Material:
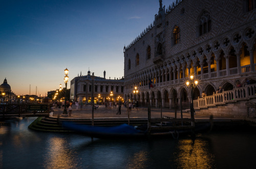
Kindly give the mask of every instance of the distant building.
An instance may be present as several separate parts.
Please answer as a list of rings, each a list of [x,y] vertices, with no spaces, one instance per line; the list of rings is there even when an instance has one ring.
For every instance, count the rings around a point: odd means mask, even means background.
[[[12,92],[11,86],[8,84],[6,78],[4,80],[4,83],[0,85],[0,92],[1,102],[4,101],[10,102],[16,99],[16,95]],[[4,95],[3,93],[4,93]]]
[[[154,22],[124,47],[125,99],[188,108],[185,81],[192,75],[199,81],[197,109],[254,97],[255,88],[246,85],[256,83],[255,1],[175,2],[163,7],[160,0]],[[220,87],[230,91],[216,94]]]
[[[92,76],[91,71],[87,75],[80,76],[73,79],[70,84],[70,100],[78,102],[91,103],[92,90],[94,90],[94,99],[97,102],[104,103],[110,101],[116,101],[119,98],[123,99],[124,92],[124,79],[106,79],[105,71],[104,71],[104,78],[95,77],[94,89],[92,88]],[[113,95],[110,96],[111,92]],[[99,97],[99,95],[100,97]]]

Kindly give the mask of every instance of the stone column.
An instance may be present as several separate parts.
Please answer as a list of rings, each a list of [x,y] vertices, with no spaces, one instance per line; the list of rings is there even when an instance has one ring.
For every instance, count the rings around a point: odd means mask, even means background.
[[[254,60],[253,60],[253,50],[250,50],[249,51],[250,52],[250,67],[251,71],[254,71]]]
[[[225,58],[226,58],[226,76],[229,76],[229,59],[228,55],[225,55]]]

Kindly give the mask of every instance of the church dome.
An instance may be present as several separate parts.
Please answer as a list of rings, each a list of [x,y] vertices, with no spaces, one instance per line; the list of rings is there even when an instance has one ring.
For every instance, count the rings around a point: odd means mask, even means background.
[[[5,78],[4,83],[0,85],[0,90],[11,90],[11,86],[7,83],[7,80]]]

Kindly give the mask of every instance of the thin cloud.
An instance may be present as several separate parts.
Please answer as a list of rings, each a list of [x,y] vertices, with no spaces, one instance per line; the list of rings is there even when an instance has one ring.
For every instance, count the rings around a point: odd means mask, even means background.
[[[131,17],[129,18],[128,19],[129,19],[129,20],[130,19],[140,19],[140,18],[141,18],[141,17],[136,16]]]

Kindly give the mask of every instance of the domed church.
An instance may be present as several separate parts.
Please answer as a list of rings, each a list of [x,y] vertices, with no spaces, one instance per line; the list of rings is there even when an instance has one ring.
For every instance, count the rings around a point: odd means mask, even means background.
[[[7,83],[6,78],[4,80],[4,83],[0,85],[0,92],[1,94],[0,96],[1,101],[3,101],[4,99],[6,102],[8,101],[9,98],[12,99],[12,98],[15,97],[15,94],[11,91],[11,86]]]

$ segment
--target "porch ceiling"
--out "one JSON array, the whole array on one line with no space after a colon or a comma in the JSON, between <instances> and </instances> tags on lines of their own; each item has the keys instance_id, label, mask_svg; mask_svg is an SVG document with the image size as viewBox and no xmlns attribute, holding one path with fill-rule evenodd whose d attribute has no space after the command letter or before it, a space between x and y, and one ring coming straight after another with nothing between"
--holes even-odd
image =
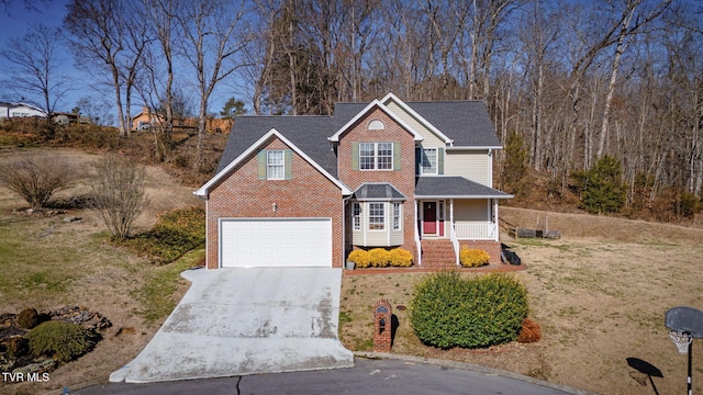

Set exercise:
Set out every line of the listing above as a Markdown table with the columns Row and Line. Number the rows in order, skip blank lines, and leave the pictures out.

Complete output:
| Row | Line |
|---|---|
| 1 | Kindly give the mask of every instance of the distant building. |
| 2 | An instance may be present as several separate parts. |
| 3 | Please answer as a list of rings, each a list of [x,y] vertices, with no spaces, one instance per line; the list of rings is there even when an instance has one ring. |
| 4 | For every instance, count the rings around a point: odd means mask, even means background. |
| 5 | [[[12,92],[11,86],[8,84],[6,78],[4,80],[4,83],[0,85],[0,92],[1,102],[4,101],[10,102],[16,99],[16,95]],[[4,95],[3,93],[4,93]]] |
| 6 | [[[154,22],[124,47],[125,99],[188,108],[185,81],[192,75],[199,81],[197,109],[254,97],[255,88],[246,85],[256,83],[255,1],[175,2],[163,7],[160,0]],[[220,87],[230,91],[216,94]]] |
| 7 | [[[92,76],[91,71],[87,75],[80,76],[73,79],[70,84],[70,100],[78,102],[91,103],[92,90],[94,90],[94,99],[97,102],[104,103],[110,101],[116,101],[119,98],[123,99],[124,92],[124,79],[106,79],[105,71],[104,71],[104,78],[95,77],[94,89],[92,88]],[[113,95],[110,96],[111,92]],[[99,97],[99,95],[100,97]]] |
| 8 | Kindly give the mask of every instance of the stone column. |
| 9 | An instance may be present as several separate parts. |
| 10 | Please answer as a list of rings, each a list of [x,y] vertices, with no spaces, one instance per line; the list of rings is there even when an instance has one ring. |
| 11 | For every instance, count the rings around a point: odd means mask, even means background. |
| 12 | [[[254,60],[253,60],[253,50],[250,50],[249,51],[250,52],[250,67],[251,71],[254,71]]] |
| 13 | [[[225,58],[226,58],[226,76],[229,76],[229,59],[228,55],[225,55]]] |
| 14 | Kindly give the mask of every instance of the church dome. |
| 15 | An instance may be present as several separate parts. |
| 16 | Please answer as a list of rings, each a list of [x,y] vertices, with no spaces, one instance per line; the list of rings is there even when an instance has one ring. |
| 17 | For every instance, count the rings around a point: odd means mask, even means background. |
| 18 | [[[5,78],[4,83],[0,85],[0,90],[11,90],[11,86],[7,83],[7,80]]] |
| 19 | Kindly give the mask of every instance of the thin cloud. |
| 20 | An instance may be present as several separate parts. |
| 21 | Please answer as a list of rings, each a list of [x,y] vertices, with no spaces, one instance per line; the list of rings is there even when an instance has one ring. |
| 22 | For every instance, count the rings around a point: odd means mask, even means background. |
| 23 | [[[131,17],[129,18],[128,19],[129,19],[129,20],[130,19],[140,19],[140,18],[141,18],[141,17],[136,16]]] |
| 24 | Kindly give the mask of every instance of the domed church. |
| 25 | An instance may be present as several separate parts. |
| 26 | Please answer as a list of rings, each a list of [x,y] vertices, with no spaces, one instance per line; the list of rings is there even when an instance has one ring. |
| 27 | For every instance, count the rings around a point: odd means mask, even means background. |
| 28 | [[[7,83],[6,78],[4,80],[4,83],[0,85],[0,92],[1,94],[0,96],[1,101],[3,101],[4,99],[6,102],[8,101],[9,98],[12,99],[12,98],[15,97],[15,94],[11,91],[11,86]]] |
| 29 | $ segment |
| 30 | --target "porch ceiling" |
| 31 | --out "one JSON array, the whole array on one line with no space after a colon or a comma in the JSON, between <instances> and </instances> tags on lines of their own; each item has the keys instance_id, label, mask_svg; mask_svg is an SVG document with the image size as viewBox and no xmlns attribute, holding one path with fill-rule evenodd whose d attribute has no space after the command letter or before it, a space between x and y, and one ring coming straight after another with nothing between" |
| 32 | --holes even-odd |
| 33 | image = |